▸ Supplied records
※ ※ ※
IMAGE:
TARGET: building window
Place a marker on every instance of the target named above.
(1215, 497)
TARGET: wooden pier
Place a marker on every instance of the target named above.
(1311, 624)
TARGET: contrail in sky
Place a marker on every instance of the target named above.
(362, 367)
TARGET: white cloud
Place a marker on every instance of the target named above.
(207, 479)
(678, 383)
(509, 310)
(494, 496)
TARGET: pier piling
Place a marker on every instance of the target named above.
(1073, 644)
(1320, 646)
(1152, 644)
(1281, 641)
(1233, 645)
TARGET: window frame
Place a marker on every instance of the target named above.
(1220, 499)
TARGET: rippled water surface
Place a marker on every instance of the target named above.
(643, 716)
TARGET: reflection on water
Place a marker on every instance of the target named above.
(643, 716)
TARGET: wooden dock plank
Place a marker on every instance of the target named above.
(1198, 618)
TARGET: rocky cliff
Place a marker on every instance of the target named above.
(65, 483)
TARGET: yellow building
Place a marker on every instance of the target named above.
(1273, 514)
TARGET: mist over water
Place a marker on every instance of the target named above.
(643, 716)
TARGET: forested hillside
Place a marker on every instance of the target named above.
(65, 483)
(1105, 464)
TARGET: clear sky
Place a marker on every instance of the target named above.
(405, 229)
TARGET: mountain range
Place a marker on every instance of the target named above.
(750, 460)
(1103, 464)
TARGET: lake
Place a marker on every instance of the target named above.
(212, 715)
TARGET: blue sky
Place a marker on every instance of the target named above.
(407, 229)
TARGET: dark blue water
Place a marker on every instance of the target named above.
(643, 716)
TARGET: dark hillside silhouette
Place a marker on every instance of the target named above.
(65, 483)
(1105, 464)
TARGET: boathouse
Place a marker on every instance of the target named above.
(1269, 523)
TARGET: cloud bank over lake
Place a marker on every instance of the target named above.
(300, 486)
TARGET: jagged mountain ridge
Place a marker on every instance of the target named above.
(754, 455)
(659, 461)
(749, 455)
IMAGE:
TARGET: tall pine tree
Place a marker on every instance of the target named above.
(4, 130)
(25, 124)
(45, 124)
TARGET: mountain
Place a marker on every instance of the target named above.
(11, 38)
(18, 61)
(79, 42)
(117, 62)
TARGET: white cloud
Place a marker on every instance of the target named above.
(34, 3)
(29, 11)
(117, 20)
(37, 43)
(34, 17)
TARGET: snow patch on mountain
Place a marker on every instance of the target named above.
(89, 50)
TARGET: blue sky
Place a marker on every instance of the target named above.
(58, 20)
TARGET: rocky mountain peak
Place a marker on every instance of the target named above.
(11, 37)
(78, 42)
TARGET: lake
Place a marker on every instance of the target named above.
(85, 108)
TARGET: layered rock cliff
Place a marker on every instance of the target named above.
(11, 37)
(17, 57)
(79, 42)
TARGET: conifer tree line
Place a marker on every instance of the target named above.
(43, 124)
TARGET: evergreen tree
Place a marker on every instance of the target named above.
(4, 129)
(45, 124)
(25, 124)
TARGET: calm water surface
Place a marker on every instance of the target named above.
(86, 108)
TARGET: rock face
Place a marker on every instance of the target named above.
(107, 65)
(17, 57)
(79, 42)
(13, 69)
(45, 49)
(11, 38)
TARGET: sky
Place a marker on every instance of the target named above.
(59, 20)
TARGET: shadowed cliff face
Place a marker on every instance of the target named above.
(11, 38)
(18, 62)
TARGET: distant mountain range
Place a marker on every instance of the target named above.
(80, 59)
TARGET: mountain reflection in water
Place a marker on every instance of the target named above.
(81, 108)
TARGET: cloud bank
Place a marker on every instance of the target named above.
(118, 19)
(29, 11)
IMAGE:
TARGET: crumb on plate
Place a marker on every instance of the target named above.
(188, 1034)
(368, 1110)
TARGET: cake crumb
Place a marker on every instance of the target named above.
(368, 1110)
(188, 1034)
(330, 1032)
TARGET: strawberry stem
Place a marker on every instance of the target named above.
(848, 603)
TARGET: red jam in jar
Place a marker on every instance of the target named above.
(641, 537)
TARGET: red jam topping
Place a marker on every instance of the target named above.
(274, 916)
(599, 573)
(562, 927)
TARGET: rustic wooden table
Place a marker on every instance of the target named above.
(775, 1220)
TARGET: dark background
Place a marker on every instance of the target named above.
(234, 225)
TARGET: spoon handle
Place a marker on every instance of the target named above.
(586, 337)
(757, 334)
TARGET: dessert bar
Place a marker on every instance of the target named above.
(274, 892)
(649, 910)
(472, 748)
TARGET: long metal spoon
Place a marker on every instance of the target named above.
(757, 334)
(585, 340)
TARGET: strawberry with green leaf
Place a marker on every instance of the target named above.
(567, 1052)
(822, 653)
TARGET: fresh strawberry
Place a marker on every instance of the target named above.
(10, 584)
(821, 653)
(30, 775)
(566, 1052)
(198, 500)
※ ※ ※
▸ Task instructions
The answer must be every line of the records that holds the string "hillside".

▸ Answer for this exercise
TARGET: forested hillside
TARGET: dark hillside silhouette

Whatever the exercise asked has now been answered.